* **Assignment**
Reproduce only the lines from the one containing "Target: white ceiling" through the end of the data, exactly as they stand.

* **Exercise materials**
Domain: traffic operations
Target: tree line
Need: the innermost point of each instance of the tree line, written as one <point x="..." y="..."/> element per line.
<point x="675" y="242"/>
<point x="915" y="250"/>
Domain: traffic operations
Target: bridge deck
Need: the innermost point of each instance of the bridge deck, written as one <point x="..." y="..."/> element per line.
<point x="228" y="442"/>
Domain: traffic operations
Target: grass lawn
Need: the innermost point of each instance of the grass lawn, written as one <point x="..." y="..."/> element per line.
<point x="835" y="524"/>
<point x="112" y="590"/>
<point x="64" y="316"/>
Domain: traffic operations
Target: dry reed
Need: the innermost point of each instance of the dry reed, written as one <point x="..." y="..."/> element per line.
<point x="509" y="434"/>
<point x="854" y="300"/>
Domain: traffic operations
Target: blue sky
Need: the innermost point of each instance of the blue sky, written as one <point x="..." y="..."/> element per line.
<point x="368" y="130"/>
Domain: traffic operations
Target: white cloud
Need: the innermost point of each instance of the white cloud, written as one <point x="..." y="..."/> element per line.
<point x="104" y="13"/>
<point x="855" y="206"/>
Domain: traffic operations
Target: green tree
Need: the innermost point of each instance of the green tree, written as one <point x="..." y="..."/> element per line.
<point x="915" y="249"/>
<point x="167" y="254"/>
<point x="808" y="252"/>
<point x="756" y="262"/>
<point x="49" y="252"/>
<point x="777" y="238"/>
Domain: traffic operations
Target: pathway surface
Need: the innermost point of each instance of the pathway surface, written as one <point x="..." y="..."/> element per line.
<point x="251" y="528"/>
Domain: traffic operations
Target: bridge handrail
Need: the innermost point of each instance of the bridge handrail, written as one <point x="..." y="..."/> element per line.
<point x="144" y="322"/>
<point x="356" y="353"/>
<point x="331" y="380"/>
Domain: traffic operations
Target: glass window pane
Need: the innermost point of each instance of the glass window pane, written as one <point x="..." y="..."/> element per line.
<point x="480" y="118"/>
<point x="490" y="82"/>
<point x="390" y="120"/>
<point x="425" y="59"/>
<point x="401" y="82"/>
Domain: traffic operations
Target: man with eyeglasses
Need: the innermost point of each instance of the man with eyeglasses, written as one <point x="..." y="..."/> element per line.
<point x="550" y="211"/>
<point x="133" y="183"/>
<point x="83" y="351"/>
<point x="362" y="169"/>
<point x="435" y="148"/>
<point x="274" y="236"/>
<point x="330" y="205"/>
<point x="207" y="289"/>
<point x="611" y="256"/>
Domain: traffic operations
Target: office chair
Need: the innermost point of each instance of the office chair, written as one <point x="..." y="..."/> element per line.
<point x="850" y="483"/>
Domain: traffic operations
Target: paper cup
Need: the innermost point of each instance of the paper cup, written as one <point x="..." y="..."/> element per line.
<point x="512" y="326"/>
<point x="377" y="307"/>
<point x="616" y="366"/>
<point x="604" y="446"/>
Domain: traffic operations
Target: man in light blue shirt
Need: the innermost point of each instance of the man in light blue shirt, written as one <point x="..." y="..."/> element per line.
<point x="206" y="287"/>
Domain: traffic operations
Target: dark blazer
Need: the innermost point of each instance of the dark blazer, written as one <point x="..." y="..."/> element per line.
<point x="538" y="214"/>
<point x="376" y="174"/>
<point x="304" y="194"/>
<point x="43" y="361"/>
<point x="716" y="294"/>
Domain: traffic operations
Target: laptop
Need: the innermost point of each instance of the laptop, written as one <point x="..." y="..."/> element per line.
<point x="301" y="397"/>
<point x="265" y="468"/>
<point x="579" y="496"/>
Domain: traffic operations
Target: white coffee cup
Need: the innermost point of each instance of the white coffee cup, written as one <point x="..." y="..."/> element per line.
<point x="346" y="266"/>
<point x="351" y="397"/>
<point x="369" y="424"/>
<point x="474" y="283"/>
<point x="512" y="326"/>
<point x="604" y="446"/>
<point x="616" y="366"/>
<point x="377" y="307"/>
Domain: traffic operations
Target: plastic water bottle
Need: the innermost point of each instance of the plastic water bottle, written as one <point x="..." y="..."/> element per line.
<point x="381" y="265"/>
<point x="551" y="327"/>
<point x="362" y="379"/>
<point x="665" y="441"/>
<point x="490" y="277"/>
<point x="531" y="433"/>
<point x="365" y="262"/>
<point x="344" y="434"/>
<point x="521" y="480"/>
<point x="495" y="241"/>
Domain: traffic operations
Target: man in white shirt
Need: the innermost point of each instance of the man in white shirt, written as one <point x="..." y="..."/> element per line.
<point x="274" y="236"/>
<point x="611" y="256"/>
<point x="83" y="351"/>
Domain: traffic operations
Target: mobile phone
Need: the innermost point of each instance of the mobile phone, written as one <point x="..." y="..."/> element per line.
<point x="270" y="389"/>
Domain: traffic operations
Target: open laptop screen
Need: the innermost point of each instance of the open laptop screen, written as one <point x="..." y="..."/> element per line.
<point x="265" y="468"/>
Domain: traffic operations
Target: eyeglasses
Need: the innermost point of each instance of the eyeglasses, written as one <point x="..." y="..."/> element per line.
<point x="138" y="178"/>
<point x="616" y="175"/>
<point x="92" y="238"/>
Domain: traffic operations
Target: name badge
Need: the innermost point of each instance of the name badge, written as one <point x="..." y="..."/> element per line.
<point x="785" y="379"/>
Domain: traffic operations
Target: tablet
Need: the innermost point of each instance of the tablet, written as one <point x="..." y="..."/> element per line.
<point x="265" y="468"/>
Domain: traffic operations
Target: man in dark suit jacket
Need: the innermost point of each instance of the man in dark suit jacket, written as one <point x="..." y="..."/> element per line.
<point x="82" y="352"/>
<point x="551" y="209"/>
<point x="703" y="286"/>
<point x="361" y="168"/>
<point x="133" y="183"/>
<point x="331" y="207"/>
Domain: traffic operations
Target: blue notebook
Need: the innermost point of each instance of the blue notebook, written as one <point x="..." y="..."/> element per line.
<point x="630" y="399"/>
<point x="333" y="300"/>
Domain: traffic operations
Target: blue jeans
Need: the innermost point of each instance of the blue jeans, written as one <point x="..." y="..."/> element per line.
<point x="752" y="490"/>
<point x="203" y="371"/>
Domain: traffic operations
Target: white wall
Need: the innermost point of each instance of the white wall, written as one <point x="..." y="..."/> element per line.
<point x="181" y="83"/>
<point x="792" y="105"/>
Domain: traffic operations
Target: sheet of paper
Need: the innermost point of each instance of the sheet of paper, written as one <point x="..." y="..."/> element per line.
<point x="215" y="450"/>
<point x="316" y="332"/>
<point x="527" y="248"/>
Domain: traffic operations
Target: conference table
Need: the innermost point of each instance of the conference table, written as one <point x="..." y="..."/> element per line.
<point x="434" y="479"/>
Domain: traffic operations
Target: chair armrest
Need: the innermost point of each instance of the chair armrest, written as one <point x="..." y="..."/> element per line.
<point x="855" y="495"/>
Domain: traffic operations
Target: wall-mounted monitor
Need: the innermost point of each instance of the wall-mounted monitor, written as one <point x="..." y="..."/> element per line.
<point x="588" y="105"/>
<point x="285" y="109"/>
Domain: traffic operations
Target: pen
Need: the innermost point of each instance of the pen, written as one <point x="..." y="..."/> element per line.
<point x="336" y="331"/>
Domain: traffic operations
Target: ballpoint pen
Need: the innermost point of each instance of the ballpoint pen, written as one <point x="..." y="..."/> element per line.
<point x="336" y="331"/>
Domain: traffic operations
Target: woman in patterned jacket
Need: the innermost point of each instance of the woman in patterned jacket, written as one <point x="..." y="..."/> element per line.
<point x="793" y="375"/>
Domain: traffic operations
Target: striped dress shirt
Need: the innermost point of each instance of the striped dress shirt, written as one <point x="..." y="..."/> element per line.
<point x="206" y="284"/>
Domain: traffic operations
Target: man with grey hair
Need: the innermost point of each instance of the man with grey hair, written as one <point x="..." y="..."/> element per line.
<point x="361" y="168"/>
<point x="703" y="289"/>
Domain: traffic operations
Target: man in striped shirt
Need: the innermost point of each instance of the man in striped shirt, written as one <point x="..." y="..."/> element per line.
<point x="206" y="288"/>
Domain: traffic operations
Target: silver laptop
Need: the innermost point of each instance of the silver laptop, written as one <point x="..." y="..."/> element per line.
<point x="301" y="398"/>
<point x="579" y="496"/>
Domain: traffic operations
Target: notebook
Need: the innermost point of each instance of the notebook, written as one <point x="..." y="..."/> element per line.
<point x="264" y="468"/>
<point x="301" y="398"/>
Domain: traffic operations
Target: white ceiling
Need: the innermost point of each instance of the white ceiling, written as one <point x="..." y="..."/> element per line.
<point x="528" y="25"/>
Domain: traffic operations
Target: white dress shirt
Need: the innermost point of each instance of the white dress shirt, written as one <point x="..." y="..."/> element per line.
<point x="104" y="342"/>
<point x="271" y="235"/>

* **Written response**
Target: white ceiling
Need: the innermost point of each instance of the white ceiling, written as one <point x="..." y="..."/> element per line.
<point x="528" y="25"/>
Domain: traffic operations
Target: white dress shirt
Need: the innermost point of each instance of the white dress shirt, written as one <point x="..." y="..."/> element per line.
<point x="104" y="342"/>
<point x="271" y="235"/>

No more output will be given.